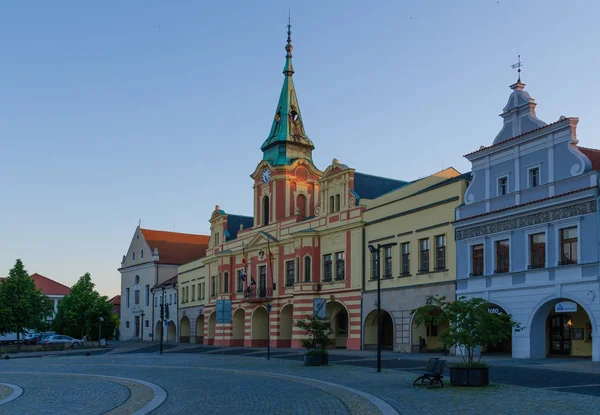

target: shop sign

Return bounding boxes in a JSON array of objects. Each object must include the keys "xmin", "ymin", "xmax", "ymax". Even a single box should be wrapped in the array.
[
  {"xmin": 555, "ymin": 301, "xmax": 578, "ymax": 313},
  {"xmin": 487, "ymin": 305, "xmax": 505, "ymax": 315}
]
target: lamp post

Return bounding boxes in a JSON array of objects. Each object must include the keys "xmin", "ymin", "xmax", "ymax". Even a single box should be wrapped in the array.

■ ■ ■

**Problem statement**
Please repeat all of the entries above word for word, but drop any pictures.

**Result for this task**
target: shop sign

Return bounding boxes in a JSON array of objects. Each object must include the keys "xmin", "ymin", "xmax", "ymax". Even a single box should be wrapped in the array.
[
  {"xmin": 555, "ymin": 301, "xmax": 578, "ymax": 313},
  {"xmin": 487, "ymin": 305, "xmax": 505, "ymax": 315}
]
target: lamp post

Return bounding boxes in a JSON array of objects. Each object must include the keys "xmin", "ymin", "xmax", "ymax". Even a single box should be wrapped in the array.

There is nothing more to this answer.